SOURCE:
## Begin

$f(x)=ln(x-\sqrt[3]{x^3-1})$ Finding the error and achieve higher precision

Question

$f(x)=ln(x-\sqrt[3]{x^3-1})$ is been calculated at $x=35$ and is store in $8$ significant numbers.

1.Find the size of the error

2.Suggest a better way to achieve higher precision and find the absolute error

How should I approach it?

Answer 1

1. As per Taylor $$x-\sqrt[3]{x^3-1}=\frac1{3·x^2}+\frac1{9·x^5}+\frac{5}{81·x^8}+O(x^{-11})$$ the difference has 3 zeros after the decimal point. Both terms in the difference have 2 digits before the decimal point and are thus rounded to 6 digits after, the difference can only have a maximum of 3 correct digits. This can result in a relative error of $10^{-2}$, which translates into an absolute error of that magnitude in the logarithm.

   Or seen in another way, the rounding error of the root term is of size $35·10^{-8}$. In the difference, this error remains but is now relative to a base value of about $\frac1{3·35^2}\sim\frac1{3000}$, which translates in the logarithm to an absolute error of the same magnitude of about $3·35^3·10^{-8}\simeq 0.0013$.

## End

DATA EXCERPT:

## Begin

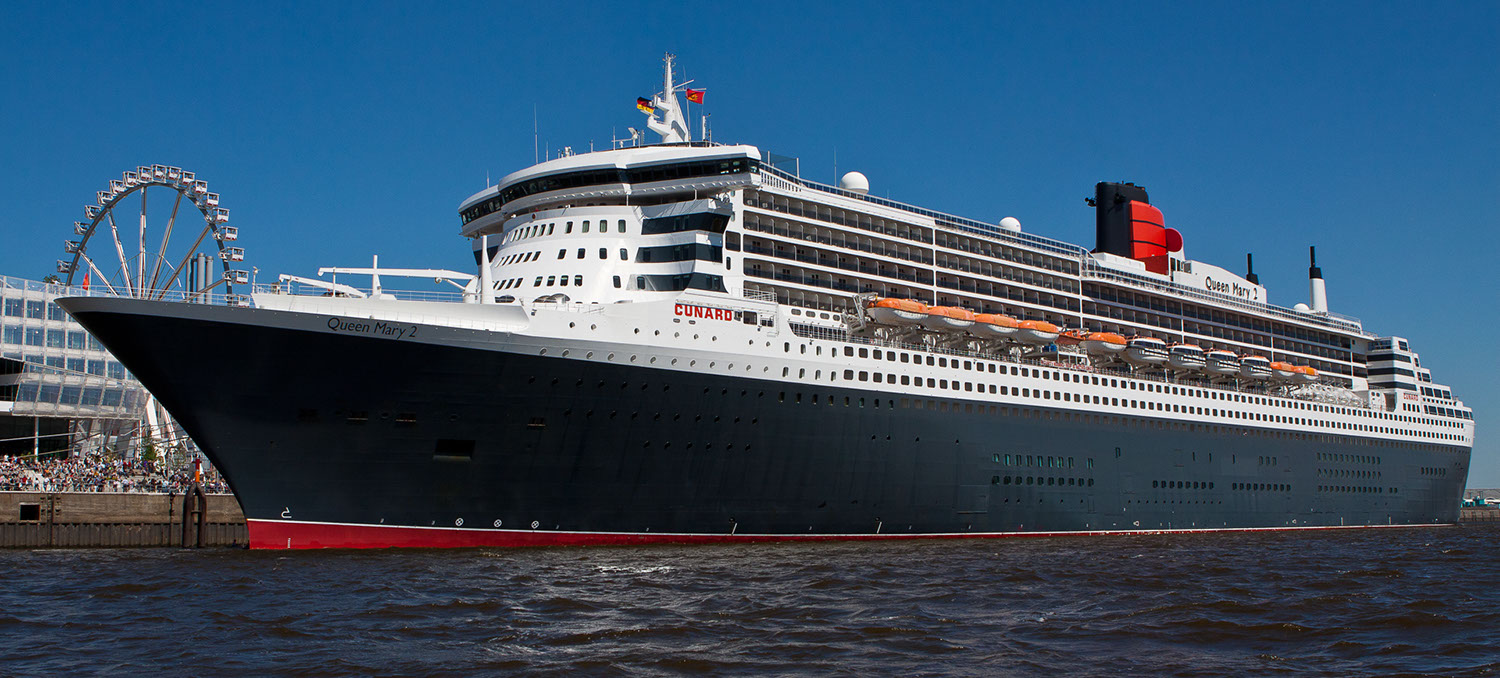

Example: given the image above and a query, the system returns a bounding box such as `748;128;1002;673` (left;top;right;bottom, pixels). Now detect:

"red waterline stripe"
246;521;1452;549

## End

REQUIREMENTS:
a) From the forum thread on the logarithm precision problem, quote the passage between "2.Suggest a better" and "in the logarithm.", inclusive.
b) According to the forum thread, at what value of x is f(x) computed?
c) Carry on the forum thread about the precision of the logarithm from where it stops.

TASK-BY-TASK ANSWERS:
a)
2.Suggest a better way to achieve higher precision and find the absolute error

How should I approach it?

Answer 1

1. As per Taylor $$x-\sqrt[3]{x^3-1}=\frac1{3·x^2}+\frac1{9·x^5}+\frac{5}{81·x^8}+O(x^{-11})$$ the difference has 3 zeros after the decimal point. Both terms in the difference have 2 digits before the decimal point and are thus rounded to 6 digits after, the difference can only have a maximum of 3 correct digits. This can result in a relative error of $10^{-2}$, which translates into an absolute error of that magnitude in the logarithm.

b) At x = 35.

c)
   Even that is still rather pessimistic in view of the actual difference of the direct evaluation log(2.7200000e-04)=-8.2097085 to the more accurate value log(2.7211096e-04)=-8.2093006.

2. You can use the binomial identity $$ A-B=\frac{A^3-B^3}{A^2+AB+B^2} $$ using $A=x$ and $B=\sqrt[3]{x^3-1}$.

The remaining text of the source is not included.